--- START OF Records for this exercise ---

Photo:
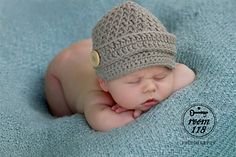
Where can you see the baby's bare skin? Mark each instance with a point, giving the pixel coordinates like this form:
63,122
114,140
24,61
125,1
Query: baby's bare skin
71,86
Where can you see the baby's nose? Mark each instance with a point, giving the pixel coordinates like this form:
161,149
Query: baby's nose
149,86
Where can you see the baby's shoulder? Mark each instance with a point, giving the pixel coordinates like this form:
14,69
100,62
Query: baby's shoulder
99,97
183,76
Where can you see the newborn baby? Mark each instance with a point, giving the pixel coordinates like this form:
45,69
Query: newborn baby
127,68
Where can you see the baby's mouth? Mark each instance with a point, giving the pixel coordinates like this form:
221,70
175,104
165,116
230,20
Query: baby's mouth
150,102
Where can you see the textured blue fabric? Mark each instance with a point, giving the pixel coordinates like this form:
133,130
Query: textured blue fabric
32,32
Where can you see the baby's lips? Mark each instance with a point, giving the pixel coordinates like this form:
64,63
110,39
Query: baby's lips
150,102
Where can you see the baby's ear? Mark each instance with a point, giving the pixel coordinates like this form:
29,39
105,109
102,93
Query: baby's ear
103,85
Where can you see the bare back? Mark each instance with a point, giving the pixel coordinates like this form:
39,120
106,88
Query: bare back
76,75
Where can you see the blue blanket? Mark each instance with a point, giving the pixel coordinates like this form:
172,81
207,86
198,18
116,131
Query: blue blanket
198,120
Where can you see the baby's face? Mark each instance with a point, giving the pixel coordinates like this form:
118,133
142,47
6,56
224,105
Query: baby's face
142,89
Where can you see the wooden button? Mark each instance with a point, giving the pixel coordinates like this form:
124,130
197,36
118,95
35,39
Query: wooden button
95,58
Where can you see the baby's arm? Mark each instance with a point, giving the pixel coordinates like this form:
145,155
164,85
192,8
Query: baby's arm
99,114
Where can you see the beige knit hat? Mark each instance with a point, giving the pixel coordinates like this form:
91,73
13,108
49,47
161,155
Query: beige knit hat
130,38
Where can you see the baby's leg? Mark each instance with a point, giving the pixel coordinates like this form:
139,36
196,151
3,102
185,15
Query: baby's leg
55,96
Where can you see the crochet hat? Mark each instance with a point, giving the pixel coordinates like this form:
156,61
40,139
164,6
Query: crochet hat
130,38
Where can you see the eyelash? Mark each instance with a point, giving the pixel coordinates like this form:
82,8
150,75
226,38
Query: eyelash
134,82
159,78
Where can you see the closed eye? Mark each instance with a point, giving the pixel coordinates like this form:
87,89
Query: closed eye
135,81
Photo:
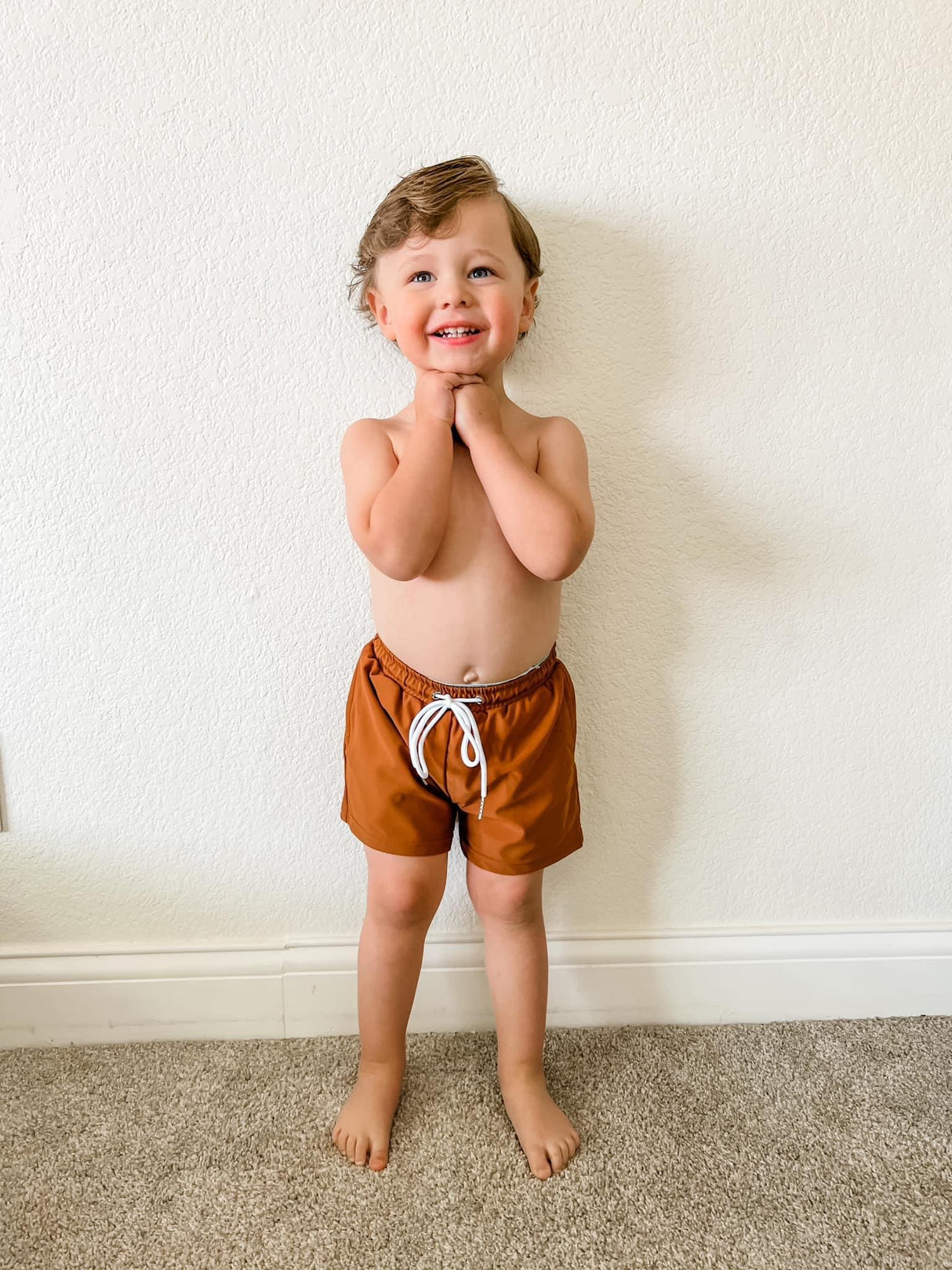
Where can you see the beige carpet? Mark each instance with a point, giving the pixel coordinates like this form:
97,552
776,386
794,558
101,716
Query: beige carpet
748,1146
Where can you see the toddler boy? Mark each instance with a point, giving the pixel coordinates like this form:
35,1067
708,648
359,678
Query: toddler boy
470,512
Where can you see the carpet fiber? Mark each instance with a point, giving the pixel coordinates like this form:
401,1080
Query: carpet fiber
790,1144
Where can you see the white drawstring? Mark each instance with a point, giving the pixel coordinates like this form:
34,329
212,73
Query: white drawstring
428,716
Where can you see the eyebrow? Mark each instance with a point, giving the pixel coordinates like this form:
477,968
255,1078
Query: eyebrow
478,250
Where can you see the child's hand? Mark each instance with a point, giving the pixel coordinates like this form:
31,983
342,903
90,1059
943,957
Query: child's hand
434,399
476,410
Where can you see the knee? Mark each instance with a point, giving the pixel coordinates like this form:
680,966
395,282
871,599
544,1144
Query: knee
405,903
496,898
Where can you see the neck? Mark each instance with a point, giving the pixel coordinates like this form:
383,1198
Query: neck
492,377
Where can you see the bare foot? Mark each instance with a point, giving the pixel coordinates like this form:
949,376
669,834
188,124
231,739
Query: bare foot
545,1132
365,1120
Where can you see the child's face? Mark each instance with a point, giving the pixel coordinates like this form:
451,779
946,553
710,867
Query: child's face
474,278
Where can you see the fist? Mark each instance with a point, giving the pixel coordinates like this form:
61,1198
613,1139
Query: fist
476,410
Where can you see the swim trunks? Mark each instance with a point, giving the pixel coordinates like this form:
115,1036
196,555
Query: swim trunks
500,756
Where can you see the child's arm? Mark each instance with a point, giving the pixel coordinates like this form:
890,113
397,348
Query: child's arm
546,516
398,512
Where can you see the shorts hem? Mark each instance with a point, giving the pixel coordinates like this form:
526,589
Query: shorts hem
431,847
572,842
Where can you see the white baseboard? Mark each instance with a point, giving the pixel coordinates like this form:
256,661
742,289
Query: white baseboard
310,988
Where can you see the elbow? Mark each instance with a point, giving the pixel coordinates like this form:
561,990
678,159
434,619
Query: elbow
396,564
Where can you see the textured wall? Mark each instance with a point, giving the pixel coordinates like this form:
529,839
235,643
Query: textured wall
744,211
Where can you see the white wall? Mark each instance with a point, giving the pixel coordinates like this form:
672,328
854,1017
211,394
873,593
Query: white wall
744,211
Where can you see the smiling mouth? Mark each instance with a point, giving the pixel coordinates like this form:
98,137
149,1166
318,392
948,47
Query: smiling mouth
456,340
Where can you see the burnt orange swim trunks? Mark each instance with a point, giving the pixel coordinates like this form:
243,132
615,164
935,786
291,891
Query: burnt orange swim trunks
502,756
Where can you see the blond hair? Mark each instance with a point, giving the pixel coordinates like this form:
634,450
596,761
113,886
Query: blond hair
427,201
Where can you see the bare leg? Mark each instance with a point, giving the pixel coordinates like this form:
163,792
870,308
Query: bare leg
402,896
517,966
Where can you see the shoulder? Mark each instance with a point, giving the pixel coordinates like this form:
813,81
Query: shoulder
362,435
561,441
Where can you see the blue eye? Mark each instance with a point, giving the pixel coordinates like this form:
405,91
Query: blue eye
412,278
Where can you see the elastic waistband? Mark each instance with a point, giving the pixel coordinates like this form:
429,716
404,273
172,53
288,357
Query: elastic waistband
492,693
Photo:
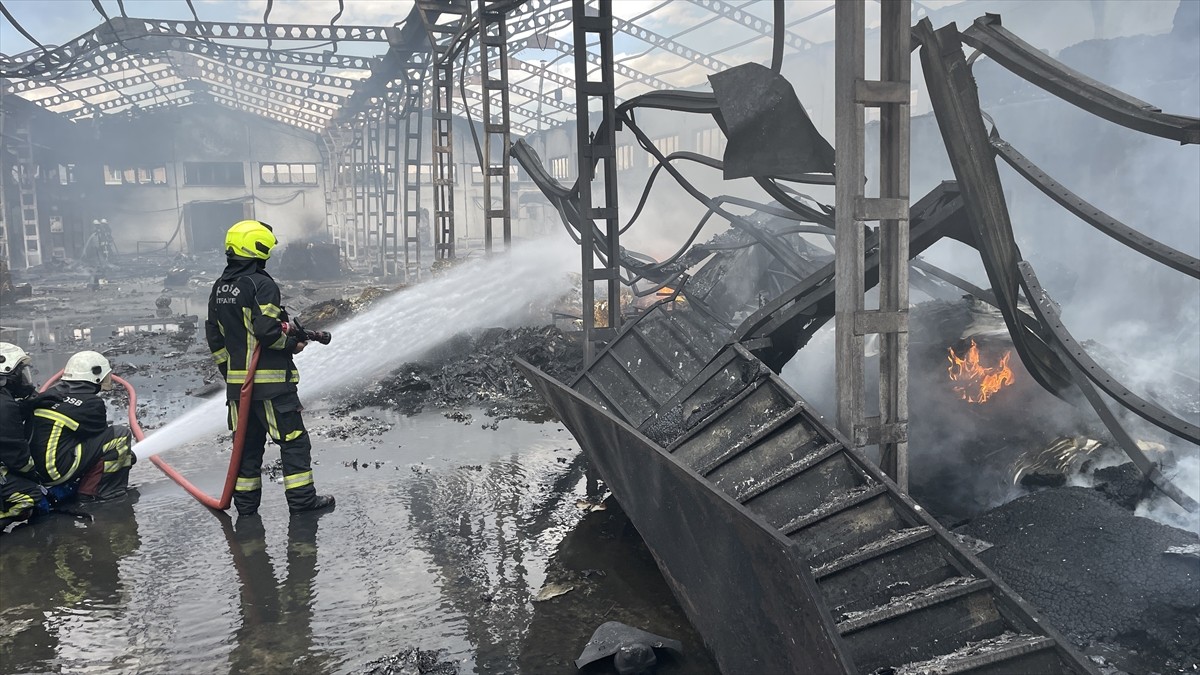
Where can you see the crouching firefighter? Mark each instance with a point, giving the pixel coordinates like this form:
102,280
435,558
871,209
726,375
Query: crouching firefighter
19,493
244,312
75,447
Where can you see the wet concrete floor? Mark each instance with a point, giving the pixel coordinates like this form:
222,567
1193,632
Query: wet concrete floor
443,536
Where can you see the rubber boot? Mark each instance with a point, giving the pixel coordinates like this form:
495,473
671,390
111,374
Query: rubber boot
317,503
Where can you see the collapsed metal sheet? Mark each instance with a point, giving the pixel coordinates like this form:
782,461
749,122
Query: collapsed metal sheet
769,133
1044,346
989,36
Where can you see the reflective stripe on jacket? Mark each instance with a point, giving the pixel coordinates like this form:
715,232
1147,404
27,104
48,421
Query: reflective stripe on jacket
244,311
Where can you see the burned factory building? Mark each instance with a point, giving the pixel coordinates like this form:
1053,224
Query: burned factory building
171,180
552,336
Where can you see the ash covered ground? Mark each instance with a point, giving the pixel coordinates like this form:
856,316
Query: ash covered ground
1122,587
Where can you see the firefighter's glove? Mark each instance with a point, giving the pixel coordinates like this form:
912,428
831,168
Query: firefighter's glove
295,342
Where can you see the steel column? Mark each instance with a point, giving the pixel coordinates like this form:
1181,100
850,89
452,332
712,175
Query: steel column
414,238
853,321
599,223
393,166
27,185
495,79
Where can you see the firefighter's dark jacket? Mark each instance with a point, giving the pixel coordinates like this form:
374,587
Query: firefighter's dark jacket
15,434
244,310
64,417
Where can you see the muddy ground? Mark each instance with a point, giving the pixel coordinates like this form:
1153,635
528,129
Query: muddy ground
499,508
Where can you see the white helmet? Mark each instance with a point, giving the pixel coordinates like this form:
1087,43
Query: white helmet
15,364
89,366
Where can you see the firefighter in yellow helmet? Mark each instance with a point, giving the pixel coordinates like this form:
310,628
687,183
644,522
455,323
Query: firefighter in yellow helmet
244,311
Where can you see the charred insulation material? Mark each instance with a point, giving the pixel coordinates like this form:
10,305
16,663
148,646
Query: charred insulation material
1117,591
477,370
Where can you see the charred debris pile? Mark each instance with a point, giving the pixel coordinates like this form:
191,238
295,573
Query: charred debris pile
477,370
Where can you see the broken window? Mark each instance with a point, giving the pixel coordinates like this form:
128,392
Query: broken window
148,174
561,167
214,174
624,157
287,174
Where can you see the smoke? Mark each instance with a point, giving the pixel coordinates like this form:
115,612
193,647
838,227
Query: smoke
1186,475
479,293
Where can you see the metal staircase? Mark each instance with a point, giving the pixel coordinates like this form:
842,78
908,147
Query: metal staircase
901,593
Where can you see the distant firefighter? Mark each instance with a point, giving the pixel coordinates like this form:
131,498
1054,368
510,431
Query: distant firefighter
75,447
245,310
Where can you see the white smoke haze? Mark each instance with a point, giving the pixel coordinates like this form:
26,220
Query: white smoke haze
475,294
1186,473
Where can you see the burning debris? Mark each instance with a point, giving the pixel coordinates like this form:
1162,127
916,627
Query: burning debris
976,381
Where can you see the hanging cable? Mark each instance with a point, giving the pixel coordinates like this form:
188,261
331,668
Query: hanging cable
777,52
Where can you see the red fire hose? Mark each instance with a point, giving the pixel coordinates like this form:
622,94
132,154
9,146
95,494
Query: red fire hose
239,437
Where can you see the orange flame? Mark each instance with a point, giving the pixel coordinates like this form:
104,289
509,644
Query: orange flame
977,381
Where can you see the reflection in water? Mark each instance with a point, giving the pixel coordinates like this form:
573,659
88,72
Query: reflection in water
479,531
57,569
276,616
444,535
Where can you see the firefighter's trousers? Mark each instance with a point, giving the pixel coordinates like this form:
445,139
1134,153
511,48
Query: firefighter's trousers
279,418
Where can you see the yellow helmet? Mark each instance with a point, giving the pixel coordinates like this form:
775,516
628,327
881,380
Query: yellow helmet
250,239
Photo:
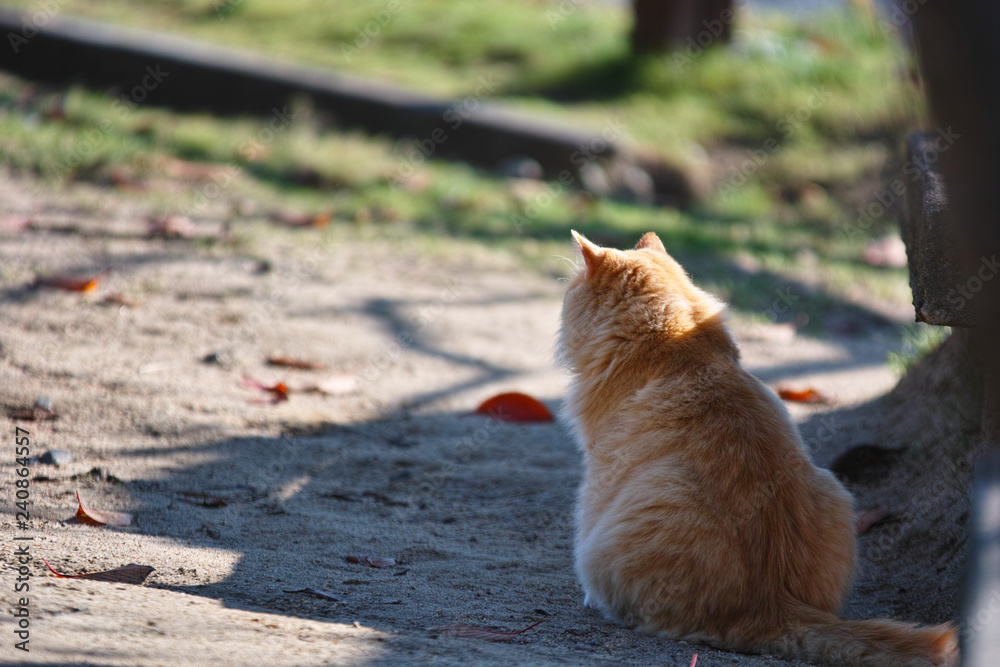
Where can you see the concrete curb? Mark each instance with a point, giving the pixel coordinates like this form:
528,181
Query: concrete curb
190,75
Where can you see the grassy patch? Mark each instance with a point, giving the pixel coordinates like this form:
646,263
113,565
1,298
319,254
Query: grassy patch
791,129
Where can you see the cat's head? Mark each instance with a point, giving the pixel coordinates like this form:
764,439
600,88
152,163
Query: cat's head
621,297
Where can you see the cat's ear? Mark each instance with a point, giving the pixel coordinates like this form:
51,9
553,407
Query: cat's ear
593,255
651,241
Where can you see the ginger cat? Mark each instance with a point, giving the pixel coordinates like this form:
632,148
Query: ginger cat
700,516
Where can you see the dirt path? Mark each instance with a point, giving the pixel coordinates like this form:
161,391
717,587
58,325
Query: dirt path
475,513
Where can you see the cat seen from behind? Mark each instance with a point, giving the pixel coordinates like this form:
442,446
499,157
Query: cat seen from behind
700,516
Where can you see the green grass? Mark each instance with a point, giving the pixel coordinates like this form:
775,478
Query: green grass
828,97
919,340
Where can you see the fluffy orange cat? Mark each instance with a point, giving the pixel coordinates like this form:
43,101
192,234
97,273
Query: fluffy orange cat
700,515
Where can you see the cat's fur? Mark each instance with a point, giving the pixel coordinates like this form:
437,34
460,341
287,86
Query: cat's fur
700,515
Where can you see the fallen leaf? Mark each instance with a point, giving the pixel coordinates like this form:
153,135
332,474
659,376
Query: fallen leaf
470,632
120,300
121,179
802,396
68,283
14,223
317,593
301,364
372,561
334,385
279,392
192,171
870,518
101,517
318,220
128,574
172,227
203,499
515,407
34,413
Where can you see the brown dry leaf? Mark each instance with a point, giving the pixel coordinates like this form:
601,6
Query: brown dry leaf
802,396
870,518
372,561
101,517
317,593
469,632
290,362
333,385
191,171
172,227
318,220
279,392
128,574
120,300
203,499
68,283
121,179
34,413
515,407
14,223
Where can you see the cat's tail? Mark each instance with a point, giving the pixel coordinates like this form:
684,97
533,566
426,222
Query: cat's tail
824,639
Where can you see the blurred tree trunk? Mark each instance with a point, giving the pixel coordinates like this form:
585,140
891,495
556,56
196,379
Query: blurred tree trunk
666,25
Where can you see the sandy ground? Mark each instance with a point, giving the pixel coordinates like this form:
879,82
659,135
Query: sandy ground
476,513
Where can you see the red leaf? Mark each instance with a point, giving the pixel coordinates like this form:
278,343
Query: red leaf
279,392
290,362
470,632
317,593
515,407
101,517
372,561
68,283
128,574
802,396
870,518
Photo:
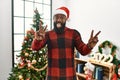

--- END OF Records for this exercise ---

— What you are asked to do —
Collect every line in the material above that contains the word "factory" and copy each one out in full.

— The result —
Where can you see the burned factory building? Mark each instance with a point, giving the pixel coordinates like this form:
Query: burned factory building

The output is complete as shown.